> _TASK TO COMPLETE_: Would you retype each of the records exactly as shown?

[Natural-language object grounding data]
_____

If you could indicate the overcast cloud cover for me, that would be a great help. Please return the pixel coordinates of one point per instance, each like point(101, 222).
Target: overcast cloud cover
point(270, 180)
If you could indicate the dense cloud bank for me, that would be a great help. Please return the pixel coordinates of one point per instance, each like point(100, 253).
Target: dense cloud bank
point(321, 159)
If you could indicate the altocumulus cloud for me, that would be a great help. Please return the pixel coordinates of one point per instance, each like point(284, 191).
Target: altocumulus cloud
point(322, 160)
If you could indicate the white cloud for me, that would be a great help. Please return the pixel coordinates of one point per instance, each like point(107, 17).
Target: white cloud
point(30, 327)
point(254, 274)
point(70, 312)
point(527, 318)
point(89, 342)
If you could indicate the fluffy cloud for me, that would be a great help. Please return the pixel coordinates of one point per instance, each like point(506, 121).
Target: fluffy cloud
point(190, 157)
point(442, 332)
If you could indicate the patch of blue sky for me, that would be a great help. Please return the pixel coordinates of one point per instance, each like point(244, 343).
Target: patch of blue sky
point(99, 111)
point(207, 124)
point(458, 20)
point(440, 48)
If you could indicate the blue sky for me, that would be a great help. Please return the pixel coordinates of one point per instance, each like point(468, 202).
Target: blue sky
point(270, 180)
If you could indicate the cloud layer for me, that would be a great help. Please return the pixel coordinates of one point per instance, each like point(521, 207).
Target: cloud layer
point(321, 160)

_____

> _RESPONSE_:
If you could indicate the overcast cloud cover for me, that would be a great help. Please return the pixel coordinates of one point per instance, each like point(101, 222).
Target: overcast cloud cover
point(270, 180)
If you could indicate the dense cloud bank for me, that would be a great help. Please return the pixel coordinates of one point per instance, each like point(100, 253).
Target: dense cloud bank
point(321, 159)
If you could indicate the altocumulus cloud for me, that would be a great help. Please return the pixel coordinates of one point per instance, each like point(284, 191).
Target: altocumulus cloud
point(322, 160)
If you could indicate the white cloud for me, that would be a great help. Please return the pixel coordinates of one point per instance, each like point(107, 17).
Target: white cloud
point(30, 327)
point(254, 274)
point(70, 312)
point(527, 318)
point(89, 342)
If you could indicate the fluffy cloud for me, that would be a great help. Please return the pixel coordinates of one point per instance, each like point(506, 121).
Target: fluffy cloud
point(190, 157)
point(442, 332)
If you could indicate the patch of blue sky for me, that would be a great help. Please return the pixel coordinates of one point per instance, each like point(244, 343).
Target: patch of blue sky
point(99, 111)
point(207, 124)
point(458, 20)
point(440, 48)
If you could indicate the blue sky for me, that would be a great help. Please return the pixel coordinates of one point per instance, each like point(468, 202).
Target: blue sky
point(270, 180)
If you could indicate the cloud layer for me, that would be a great help. Please return the pixel coordinates of one point per instance, each like point(521, 207).
Target: cloud layer
point(321, 160)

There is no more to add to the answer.